Data records:
● ● ●
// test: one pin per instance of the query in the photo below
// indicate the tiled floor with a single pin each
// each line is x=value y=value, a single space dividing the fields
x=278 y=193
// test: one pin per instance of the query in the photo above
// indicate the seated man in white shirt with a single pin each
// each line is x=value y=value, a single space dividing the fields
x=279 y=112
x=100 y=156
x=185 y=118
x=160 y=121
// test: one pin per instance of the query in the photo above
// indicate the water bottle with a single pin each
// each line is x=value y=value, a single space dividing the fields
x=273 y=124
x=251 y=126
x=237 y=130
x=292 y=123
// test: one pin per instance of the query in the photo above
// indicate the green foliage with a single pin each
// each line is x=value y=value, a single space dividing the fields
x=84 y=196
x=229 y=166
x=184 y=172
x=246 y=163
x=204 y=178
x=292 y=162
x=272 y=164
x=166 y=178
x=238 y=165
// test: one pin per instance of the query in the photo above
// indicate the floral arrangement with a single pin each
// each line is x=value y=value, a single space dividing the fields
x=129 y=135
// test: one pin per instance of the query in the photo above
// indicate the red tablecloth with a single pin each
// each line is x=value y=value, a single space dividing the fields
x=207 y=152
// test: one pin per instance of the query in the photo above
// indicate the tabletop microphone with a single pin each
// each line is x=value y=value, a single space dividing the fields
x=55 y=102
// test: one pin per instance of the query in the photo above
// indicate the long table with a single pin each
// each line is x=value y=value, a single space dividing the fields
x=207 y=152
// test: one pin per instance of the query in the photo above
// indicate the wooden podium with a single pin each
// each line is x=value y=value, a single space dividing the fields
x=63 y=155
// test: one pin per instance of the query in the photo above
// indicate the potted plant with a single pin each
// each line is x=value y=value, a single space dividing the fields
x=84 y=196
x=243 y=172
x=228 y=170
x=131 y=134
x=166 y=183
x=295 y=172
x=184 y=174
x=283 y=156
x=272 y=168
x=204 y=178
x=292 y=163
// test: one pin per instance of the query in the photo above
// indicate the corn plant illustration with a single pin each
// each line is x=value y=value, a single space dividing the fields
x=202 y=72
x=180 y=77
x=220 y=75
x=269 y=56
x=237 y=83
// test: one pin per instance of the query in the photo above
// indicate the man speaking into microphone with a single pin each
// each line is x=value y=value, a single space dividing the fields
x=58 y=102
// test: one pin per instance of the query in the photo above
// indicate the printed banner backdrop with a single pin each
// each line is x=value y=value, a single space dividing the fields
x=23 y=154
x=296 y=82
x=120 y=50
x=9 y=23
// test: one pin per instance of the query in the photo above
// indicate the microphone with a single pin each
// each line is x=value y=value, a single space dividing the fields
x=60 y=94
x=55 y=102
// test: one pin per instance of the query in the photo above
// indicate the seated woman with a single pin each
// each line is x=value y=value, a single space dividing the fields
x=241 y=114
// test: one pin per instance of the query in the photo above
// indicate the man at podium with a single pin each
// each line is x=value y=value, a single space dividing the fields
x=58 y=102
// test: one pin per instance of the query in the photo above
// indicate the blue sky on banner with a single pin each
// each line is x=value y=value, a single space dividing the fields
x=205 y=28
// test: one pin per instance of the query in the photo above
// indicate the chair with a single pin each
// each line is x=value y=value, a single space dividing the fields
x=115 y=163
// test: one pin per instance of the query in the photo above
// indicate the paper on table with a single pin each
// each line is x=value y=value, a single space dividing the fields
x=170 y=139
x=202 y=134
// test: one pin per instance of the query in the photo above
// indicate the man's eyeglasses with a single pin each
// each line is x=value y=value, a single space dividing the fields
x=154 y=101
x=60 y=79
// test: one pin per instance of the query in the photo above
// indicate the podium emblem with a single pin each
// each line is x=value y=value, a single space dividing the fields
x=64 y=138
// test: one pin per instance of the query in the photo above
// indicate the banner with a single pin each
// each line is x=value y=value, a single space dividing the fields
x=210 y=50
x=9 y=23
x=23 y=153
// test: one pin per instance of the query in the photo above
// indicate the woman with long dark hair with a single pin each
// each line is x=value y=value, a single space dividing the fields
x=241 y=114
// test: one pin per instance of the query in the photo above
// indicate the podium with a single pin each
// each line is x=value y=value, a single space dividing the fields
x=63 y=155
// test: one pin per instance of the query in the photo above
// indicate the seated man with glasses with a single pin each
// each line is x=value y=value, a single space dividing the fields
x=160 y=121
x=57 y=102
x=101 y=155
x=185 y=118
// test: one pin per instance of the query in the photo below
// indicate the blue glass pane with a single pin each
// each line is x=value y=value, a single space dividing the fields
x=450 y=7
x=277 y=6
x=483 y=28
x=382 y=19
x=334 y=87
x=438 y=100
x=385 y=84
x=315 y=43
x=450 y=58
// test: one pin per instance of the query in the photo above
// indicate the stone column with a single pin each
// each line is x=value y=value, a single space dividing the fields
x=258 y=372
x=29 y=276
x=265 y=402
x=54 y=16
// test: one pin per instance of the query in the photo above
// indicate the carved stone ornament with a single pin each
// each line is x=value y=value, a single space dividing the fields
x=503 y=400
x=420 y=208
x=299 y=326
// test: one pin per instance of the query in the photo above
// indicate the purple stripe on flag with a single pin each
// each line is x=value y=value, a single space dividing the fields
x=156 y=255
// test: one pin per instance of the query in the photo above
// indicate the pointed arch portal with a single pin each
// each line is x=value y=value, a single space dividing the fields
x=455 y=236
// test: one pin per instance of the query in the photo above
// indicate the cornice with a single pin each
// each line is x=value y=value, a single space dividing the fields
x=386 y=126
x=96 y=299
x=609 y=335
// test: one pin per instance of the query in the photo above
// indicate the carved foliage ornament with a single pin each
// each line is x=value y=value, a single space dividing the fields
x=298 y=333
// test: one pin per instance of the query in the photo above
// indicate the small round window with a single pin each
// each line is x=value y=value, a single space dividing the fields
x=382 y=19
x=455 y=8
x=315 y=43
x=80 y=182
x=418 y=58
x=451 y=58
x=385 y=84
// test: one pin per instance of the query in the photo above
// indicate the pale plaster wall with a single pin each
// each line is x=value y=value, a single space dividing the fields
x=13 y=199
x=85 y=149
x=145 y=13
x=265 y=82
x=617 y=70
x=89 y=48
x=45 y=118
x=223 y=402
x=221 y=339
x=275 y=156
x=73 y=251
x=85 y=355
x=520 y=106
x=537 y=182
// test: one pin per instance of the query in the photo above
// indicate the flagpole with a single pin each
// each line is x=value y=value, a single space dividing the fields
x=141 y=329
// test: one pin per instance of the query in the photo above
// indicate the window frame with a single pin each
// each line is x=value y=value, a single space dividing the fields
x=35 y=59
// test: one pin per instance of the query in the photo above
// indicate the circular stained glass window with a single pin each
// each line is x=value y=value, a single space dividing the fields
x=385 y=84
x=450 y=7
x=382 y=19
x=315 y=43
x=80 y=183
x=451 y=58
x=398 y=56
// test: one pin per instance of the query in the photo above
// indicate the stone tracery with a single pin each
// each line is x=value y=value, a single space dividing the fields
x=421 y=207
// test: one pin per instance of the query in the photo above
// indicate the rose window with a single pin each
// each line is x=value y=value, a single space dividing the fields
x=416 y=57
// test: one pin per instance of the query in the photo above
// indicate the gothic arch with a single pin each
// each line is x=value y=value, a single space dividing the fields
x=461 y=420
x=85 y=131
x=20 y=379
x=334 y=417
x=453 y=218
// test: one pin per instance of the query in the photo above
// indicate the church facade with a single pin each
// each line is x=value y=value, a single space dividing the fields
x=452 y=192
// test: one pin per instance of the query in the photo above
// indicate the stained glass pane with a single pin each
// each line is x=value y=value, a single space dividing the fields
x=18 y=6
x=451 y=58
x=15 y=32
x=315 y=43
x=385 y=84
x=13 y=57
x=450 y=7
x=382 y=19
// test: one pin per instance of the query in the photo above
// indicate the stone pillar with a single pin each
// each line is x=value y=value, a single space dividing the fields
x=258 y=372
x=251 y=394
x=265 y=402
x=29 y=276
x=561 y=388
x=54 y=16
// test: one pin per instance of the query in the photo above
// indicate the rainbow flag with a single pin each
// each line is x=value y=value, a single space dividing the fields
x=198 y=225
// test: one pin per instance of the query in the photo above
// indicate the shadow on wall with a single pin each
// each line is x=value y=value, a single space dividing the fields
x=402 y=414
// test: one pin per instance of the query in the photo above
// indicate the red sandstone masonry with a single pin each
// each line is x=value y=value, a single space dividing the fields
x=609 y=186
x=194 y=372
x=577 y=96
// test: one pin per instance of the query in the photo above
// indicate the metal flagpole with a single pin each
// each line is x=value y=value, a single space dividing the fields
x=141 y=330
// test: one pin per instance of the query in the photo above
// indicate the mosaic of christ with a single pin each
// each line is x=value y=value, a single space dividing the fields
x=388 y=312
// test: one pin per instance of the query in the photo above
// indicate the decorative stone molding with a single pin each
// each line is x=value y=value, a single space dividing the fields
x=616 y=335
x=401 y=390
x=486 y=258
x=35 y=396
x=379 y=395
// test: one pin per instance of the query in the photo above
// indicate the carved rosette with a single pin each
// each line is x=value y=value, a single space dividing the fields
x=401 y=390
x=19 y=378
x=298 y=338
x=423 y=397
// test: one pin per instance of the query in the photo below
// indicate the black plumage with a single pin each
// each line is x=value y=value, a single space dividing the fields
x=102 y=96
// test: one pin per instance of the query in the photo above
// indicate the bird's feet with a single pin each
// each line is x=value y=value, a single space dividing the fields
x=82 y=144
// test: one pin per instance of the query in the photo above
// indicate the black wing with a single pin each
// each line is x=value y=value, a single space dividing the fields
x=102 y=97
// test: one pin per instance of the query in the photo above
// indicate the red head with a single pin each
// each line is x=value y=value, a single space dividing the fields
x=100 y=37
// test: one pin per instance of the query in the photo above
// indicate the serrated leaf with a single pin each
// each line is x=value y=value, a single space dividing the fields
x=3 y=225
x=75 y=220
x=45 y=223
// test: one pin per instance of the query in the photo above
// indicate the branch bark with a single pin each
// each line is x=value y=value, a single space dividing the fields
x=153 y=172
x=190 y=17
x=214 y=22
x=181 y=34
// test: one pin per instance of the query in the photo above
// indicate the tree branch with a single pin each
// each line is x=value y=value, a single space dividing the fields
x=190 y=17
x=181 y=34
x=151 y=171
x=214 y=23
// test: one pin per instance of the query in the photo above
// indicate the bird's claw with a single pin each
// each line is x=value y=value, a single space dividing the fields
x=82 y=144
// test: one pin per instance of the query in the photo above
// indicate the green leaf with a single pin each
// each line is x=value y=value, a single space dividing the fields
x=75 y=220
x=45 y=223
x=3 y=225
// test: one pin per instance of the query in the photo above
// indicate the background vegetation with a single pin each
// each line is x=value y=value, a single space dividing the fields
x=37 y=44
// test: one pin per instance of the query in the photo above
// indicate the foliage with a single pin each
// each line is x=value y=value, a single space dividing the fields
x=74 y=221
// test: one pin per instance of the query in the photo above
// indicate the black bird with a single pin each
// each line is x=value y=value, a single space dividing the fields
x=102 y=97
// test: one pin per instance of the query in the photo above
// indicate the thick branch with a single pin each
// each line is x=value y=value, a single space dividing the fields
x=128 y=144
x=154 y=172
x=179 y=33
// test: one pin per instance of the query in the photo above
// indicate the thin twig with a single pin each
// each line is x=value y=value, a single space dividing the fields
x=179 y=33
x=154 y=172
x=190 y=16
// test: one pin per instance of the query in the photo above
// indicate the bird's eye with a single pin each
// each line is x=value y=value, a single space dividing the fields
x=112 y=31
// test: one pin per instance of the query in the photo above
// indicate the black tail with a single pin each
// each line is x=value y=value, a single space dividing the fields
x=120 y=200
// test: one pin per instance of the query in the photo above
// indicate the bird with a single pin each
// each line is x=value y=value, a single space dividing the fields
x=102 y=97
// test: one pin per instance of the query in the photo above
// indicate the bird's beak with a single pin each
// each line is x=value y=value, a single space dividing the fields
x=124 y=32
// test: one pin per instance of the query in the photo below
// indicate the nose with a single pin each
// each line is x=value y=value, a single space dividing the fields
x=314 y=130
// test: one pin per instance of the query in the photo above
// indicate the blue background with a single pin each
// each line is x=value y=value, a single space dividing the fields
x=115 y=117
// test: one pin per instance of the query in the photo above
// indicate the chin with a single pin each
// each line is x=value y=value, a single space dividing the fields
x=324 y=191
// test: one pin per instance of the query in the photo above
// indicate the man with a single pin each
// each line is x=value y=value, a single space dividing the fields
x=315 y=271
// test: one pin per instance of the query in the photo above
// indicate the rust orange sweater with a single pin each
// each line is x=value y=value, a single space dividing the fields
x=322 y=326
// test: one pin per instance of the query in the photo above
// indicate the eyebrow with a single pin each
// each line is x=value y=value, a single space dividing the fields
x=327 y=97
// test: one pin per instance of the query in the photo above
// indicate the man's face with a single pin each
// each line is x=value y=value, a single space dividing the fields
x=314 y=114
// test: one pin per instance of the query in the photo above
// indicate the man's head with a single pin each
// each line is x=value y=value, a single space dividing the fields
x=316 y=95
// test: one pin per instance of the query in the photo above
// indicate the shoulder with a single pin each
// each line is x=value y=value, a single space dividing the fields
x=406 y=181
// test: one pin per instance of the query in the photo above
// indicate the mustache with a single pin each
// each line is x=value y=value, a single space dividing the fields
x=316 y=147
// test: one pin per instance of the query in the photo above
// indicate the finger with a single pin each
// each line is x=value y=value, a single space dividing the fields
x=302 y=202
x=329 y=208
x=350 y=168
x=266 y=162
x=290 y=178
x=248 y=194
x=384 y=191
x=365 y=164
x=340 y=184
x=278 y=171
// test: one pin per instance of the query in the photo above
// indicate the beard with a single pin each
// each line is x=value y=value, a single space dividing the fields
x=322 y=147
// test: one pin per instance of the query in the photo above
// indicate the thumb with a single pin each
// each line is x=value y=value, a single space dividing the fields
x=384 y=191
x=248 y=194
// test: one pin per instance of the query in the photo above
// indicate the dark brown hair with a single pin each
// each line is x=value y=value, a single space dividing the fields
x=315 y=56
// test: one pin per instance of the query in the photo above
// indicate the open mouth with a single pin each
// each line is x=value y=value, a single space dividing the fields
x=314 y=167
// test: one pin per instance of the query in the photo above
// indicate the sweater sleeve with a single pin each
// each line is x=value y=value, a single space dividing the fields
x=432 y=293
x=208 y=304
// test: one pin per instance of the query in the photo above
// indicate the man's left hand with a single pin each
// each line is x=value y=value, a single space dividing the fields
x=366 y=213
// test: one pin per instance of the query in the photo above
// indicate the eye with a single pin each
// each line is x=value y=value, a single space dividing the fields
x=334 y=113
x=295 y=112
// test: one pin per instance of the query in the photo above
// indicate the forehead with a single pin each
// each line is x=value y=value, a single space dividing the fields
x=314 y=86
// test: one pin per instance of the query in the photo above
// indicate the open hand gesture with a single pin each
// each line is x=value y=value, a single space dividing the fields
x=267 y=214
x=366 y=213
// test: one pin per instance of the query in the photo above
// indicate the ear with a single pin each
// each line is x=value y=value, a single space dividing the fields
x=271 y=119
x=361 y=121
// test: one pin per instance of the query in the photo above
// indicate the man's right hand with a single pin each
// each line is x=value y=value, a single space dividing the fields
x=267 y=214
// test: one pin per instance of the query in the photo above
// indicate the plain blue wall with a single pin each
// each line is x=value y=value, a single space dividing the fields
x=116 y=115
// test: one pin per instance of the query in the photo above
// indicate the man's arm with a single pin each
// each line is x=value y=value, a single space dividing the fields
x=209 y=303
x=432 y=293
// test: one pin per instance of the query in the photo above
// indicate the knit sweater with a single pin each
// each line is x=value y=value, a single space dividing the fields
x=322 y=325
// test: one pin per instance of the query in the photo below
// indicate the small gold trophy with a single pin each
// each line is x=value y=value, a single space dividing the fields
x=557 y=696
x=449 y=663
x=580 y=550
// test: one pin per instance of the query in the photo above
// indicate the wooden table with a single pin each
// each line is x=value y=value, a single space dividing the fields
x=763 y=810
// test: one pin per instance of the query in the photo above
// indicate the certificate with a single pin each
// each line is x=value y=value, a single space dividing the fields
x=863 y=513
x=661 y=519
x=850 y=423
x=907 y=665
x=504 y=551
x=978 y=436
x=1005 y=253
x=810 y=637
● ● ●
(What this task involves) Repeat the entries above exactly, beginning at their first line and ending with the line that contains "shirt with a single pin each", with nothing added.

(Task solution)
// test: one pin per instance of the query in the photo below
// indicate the tiled floor with a single pin each
// each line is x=value y=value, a single space dividing the fields
x=278 y=193
// test: one pin per instance of the query in the photo above
// indicate the seated man in white shirt with a single pin each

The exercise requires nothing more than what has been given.